INSTRUCTIONS FOR THE TASK:
Show every line of the records that contains the string "shirt". Case counts.

Point annotation dataset records:
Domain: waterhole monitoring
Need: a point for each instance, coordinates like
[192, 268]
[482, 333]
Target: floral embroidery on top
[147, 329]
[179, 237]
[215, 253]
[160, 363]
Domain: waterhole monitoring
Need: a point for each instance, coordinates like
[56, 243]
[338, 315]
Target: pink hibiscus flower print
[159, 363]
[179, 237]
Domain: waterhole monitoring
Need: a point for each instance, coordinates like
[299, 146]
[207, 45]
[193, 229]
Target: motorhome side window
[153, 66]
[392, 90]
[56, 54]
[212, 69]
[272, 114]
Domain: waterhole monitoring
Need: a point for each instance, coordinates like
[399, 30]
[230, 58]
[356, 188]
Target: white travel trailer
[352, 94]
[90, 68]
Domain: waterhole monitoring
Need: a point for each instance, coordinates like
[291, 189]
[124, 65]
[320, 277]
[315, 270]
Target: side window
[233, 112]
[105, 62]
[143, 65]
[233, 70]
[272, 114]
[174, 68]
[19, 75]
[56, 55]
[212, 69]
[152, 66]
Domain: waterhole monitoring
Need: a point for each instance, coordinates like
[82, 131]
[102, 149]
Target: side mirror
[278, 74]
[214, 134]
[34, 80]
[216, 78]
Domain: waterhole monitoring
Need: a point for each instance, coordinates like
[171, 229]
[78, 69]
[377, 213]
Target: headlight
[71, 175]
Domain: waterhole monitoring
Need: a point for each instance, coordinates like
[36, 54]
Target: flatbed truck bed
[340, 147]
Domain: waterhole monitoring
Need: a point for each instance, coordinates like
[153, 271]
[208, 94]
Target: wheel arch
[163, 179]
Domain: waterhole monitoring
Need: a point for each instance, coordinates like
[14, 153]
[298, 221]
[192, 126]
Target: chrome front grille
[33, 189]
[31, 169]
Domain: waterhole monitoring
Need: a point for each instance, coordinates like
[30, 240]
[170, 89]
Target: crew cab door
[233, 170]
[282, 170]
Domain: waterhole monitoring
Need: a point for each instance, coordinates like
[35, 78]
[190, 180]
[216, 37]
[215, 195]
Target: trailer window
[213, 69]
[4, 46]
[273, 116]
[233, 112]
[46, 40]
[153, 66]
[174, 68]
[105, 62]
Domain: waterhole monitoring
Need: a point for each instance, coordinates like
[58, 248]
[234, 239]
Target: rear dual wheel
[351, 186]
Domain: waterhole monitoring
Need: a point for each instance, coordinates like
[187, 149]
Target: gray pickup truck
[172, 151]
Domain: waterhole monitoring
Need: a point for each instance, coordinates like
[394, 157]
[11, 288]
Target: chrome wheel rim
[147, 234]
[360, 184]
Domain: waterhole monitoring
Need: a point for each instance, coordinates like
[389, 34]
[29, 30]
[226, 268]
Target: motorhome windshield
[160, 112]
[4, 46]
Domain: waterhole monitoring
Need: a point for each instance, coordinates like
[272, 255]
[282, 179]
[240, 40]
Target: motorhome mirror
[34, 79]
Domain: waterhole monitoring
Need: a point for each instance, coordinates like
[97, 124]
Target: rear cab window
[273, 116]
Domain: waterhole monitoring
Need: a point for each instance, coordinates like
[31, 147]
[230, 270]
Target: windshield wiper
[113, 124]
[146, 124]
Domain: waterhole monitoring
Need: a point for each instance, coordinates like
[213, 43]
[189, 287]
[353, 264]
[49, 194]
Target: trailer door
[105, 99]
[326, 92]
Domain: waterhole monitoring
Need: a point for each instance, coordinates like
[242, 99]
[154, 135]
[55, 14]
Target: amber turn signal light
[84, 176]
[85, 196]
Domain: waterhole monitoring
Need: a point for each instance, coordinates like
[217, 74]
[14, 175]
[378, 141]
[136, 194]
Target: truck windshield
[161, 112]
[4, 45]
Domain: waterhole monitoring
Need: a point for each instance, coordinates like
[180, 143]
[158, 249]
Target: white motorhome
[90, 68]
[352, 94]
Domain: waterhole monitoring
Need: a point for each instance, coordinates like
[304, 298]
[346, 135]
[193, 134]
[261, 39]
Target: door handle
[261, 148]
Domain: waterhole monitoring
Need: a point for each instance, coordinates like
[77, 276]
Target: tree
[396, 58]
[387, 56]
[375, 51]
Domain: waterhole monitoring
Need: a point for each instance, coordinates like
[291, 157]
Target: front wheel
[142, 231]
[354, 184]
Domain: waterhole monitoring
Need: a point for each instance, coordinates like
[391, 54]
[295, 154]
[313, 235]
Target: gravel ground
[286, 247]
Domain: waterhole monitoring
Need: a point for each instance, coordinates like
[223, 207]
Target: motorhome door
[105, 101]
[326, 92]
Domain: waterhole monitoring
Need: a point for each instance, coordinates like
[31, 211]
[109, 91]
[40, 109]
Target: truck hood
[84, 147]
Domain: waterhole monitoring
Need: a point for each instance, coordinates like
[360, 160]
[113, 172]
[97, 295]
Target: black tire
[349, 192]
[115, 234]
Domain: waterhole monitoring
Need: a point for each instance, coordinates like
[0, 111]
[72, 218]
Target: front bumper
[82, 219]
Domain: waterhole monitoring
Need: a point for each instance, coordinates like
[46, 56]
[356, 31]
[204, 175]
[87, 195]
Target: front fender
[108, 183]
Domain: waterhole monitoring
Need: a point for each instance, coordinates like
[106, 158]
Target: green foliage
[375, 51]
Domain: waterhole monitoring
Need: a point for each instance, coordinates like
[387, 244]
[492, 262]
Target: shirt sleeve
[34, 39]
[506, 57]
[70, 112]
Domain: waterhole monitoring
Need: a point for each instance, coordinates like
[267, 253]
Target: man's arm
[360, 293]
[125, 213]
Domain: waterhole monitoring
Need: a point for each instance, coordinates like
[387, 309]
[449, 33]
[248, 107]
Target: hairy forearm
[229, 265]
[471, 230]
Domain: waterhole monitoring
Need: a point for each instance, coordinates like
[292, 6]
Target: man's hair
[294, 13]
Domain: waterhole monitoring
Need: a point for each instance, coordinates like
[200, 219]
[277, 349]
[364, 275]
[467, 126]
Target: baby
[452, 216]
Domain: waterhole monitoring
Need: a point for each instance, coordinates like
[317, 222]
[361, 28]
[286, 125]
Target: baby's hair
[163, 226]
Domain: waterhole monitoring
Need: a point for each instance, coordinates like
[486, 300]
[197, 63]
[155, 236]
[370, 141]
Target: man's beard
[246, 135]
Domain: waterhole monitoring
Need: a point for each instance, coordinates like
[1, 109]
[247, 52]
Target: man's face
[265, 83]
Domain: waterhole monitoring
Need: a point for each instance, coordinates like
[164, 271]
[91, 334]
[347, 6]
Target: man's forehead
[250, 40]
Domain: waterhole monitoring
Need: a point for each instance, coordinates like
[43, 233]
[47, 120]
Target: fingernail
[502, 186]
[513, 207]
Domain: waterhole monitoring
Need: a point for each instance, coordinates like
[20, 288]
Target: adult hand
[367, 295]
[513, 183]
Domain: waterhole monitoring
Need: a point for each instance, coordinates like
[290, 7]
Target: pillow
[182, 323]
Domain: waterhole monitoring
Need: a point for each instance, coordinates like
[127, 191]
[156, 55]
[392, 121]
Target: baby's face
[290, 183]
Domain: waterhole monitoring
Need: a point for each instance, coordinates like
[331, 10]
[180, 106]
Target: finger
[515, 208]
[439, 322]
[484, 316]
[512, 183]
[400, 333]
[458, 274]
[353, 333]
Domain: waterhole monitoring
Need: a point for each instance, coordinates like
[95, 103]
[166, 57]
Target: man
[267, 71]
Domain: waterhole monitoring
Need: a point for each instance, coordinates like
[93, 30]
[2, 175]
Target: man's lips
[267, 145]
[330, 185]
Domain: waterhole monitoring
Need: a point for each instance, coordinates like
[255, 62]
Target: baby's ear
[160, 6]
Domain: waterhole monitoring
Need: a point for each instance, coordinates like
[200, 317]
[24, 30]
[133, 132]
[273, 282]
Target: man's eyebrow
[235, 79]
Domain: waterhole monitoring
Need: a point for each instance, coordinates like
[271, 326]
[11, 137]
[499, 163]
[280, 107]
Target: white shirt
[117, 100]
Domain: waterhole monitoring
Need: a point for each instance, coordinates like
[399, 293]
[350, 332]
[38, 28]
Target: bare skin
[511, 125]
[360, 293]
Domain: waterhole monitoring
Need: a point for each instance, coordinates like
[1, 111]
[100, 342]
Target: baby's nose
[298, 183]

OUTPUT BELOW:
Target: shirt sleeve
Target: white shirt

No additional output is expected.